DOCUMENT:
Before jumping into redox reactions with food molecules, let us first look at some simple cases. For example, when zinc metal is submerged into a quantity of aqueous \(\ce{HCl}\), the following reaction occurs (Figure \(\PageIndex{1}\)):
\[\ce{Zn (s) + 2HCl (aq) → H2 (g) + ZnCl2(aq)} \label{eq:1} \]
This is one example of what is sometimes called a single replacement reaction because \(\ce{Zn}\) replaces \(\ce{H}\) in combination with \(\ce{Cl}\).
Because some of the substances in this reaction are aqueous, we can separate them into ions:
\[\ce{Zn (s) + 2H^{+} (aq) + 2Cl^{−} (aq) → H2(g) + Zn^{2+} (aq) + 2Cl^{−} (aq)} \nonumber \]
Viewed this way, the net reaction seems to be a charge transfer between zinc and hydrogen atoms. (There is no net change experienced by the chloride ion.) In fact, electrons are being transferred from the zinc atoms to the hydrogen atoms (which ultimately make a molecule of diatomic hydrogen), changing the charges on both elements.
To understand electron-transfer reactions like the one between zinc metal and hydrogen ions, chemists separate them into two parts: one part focuses on the loss of electrons, and one part focuses on the gain of electrons. The loss of electrons is called oxidation.

STORED DATA:

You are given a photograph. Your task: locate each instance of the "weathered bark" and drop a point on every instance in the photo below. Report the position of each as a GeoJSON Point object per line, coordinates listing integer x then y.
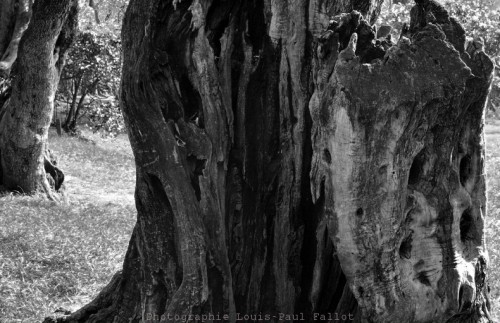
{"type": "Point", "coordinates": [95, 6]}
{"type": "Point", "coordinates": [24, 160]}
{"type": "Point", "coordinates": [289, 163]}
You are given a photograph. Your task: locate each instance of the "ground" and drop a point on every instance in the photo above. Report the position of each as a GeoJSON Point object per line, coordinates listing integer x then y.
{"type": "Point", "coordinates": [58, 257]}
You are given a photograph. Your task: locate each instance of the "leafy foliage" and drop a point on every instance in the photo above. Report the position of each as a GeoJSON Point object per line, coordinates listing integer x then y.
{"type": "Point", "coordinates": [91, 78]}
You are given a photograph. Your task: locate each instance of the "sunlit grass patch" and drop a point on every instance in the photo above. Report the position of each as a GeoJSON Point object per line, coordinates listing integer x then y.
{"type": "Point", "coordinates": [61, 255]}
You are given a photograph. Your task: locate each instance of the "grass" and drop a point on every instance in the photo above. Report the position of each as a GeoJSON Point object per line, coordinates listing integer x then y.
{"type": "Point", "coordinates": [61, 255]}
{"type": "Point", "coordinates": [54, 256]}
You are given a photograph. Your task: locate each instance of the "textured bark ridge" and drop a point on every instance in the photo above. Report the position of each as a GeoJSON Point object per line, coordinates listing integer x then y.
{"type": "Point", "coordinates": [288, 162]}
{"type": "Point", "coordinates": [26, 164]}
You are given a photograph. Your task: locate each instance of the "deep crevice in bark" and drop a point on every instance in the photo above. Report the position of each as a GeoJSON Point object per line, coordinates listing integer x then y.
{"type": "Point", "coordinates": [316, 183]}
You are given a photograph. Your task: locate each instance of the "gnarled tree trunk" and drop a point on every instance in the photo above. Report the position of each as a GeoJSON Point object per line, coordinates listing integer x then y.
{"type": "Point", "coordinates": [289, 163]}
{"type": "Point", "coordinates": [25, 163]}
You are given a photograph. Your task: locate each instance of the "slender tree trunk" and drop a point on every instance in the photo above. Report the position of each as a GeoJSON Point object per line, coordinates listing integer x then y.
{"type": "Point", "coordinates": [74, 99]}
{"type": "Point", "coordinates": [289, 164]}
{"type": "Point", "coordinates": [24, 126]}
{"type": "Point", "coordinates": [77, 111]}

EXERCISE: According to the redox passage, what is the loss of electrons called? Rely only on the redox passage, not on the material.

REPLY: Oxidation.